→ **Data provided**:
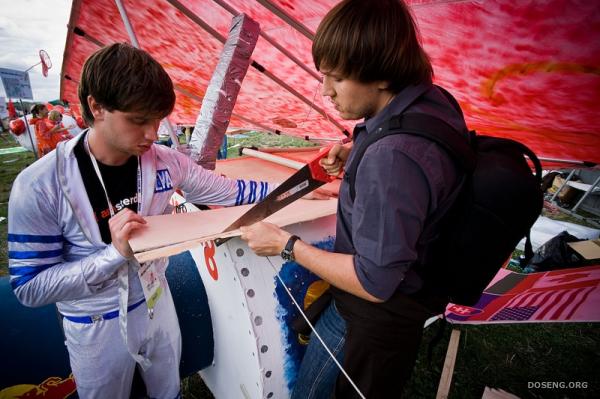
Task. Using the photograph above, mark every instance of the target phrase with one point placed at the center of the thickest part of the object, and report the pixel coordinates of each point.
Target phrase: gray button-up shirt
(400, 182)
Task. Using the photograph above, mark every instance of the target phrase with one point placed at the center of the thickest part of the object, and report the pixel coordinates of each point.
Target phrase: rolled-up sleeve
(389, 213)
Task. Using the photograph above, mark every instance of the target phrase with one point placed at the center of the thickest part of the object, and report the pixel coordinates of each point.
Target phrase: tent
(524, 70)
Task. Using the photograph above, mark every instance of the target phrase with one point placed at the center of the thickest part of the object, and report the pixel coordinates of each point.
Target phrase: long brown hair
(370, 41)
(123, 78)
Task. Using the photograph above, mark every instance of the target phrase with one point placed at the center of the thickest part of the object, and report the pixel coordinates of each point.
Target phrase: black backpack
(493, 208)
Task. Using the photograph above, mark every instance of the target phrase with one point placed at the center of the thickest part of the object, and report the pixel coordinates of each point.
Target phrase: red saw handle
(316, 170)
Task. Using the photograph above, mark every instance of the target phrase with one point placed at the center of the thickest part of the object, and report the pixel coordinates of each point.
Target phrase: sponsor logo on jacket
(163, 181)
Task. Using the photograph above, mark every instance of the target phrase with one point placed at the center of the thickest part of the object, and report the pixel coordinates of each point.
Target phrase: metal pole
(197, 20)
(268, 38)
(33, 148)
(177, 88)
(127, 24)
(588, 192)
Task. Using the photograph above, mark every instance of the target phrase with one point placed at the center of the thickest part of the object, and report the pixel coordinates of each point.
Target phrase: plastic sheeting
(527, 70)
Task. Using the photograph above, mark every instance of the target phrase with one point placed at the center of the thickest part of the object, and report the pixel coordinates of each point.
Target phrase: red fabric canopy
(524, 70)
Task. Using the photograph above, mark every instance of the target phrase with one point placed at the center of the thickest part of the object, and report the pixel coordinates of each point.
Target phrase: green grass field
(509, 357)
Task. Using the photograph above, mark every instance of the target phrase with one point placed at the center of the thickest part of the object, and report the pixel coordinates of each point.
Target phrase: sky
(26, 27)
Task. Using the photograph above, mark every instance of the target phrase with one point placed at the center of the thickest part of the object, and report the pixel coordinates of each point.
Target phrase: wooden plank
(491, 393)
(167, 235)
(448, 370)
(260, 169)
(273, 158)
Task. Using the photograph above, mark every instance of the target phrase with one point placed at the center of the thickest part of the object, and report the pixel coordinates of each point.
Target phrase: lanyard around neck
(99, 174)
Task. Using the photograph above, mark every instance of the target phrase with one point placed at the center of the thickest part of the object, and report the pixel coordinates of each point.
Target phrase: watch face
(287, 255)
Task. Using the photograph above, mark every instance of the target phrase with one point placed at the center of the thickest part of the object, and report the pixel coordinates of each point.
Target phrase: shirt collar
(399, 103)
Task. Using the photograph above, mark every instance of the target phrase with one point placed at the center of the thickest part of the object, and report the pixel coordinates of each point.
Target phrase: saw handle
(316, 170)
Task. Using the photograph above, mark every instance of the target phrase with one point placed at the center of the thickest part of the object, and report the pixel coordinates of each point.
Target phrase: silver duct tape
(223, 90)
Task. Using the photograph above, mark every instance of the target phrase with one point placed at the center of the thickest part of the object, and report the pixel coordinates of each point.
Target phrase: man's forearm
(335, 268)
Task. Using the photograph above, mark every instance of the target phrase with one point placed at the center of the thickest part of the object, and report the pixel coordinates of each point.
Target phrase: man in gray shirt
(374, 68)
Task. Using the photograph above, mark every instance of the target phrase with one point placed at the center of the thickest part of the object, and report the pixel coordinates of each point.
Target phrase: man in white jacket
(72, 212)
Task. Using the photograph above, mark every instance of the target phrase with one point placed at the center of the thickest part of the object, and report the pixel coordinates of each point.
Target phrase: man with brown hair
(72, 212)
(374, 68)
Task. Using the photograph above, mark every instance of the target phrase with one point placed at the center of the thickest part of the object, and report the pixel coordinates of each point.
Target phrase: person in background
(43, 135)
(59, 131)
(374, 68)
(68, 240)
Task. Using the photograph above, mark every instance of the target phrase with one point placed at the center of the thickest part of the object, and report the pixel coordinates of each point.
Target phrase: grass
(500, 356)
(10, 166)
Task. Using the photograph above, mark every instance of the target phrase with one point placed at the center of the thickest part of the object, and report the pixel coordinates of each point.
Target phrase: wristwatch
(288, 251)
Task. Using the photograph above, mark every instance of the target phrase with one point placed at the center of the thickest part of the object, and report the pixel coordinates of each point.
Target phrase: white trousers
(102, 365)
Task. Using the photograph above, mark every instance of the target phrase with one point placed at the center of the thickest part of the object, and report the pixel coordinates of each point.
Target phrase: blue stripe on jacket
(34, 238)
(34, 254)
(26, 273)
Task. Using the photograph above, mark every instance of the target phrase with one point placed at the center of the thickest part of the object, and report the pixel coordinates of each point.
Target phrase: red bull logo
(51, 388)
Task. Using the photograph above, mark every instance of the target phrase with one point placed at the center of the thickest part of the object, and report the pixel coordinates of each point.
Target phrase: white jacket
(56, 253)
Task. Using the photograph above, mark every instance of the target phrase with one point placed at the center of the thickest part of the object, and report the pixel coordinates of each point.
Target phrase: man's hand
(121, 226)
(335, 160)
(265, 239)
(319, 194)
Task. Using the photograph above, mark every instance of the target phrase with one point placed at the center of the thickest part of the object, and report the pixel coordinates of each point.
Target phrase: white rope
(288, 290)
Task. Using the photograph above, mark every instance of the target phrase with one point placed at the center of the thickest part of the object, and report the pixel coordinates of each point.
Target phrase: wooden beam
(448, 370)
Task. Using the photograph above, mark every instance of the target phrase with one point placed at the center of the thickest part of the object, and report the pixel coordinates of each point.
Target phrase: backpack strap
(417, 124)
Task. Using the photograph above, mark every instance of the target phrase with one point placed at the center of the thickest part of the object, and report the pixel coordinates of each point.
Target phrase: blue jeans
(318, 373)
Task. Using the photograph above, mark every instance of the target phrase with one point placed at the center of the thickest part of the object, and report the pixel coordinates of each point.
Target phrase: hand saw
(305, 180)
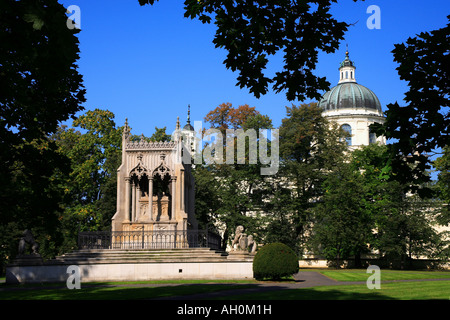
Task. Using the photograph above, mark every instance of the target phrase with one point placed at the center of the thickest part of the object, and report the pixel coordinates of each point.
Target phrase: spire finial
(126, 129)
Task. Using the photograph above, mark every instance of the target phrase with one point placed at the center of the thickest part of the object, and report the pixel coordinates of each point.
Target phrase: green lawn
(426, 290)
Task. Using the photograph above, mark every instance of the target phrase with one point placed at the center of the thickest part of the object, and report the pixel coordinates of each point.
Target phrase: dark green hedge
(274, 261)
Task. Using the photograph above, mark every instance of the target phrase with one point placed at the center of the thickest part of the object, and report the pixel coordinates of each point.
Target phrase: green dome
(350, 95)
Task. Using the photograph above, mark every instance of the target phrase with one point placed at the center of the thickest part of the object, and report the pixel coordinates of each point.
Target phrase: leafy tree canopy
(252, 31)
(421, 127)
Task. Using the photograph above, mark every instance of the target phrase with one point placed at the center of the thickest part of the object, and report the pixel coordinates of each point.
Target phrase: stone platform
(135, 265)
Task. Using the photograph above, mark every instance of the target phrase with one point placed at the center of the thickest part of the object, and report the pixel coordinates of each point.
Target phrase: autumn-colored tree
(231, 186)
(90, 187)
(39, 87)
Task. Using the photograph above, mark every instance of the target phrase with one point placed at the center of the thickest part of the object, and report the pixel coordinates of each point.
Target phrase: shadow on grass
(337, 293)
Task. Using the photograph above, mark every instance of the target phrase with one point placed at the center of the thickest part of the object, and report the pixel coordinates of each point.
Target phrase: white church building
(353, 106)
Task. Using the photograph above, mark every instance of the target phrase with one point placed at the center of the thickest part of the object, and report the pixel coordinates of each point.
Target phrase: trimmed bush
(274, 261)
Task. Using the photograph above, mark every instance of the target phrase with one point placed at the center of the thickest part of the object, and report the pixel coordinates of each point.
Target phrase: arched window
(372, 137)
(348, 129)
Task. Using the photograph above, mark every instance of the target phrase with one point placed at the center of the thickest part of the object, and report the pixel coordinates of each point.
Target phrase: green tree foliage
(232, 190)
(342, 226)
(421, 127)
(95, 154)
(253, 31)
(275, 261)
(160, 135)
(39, 87)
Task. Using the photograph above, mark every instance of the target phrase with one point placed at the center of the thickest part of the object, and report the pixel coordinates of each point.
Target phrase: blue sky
(148, 63)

→ **Task directions**:
Locate every line in the rows above that contains the word "handle", and copy each of those lines out in full.

→ **Output**:
Target phrase: red saw handle
Target phrase: saw handle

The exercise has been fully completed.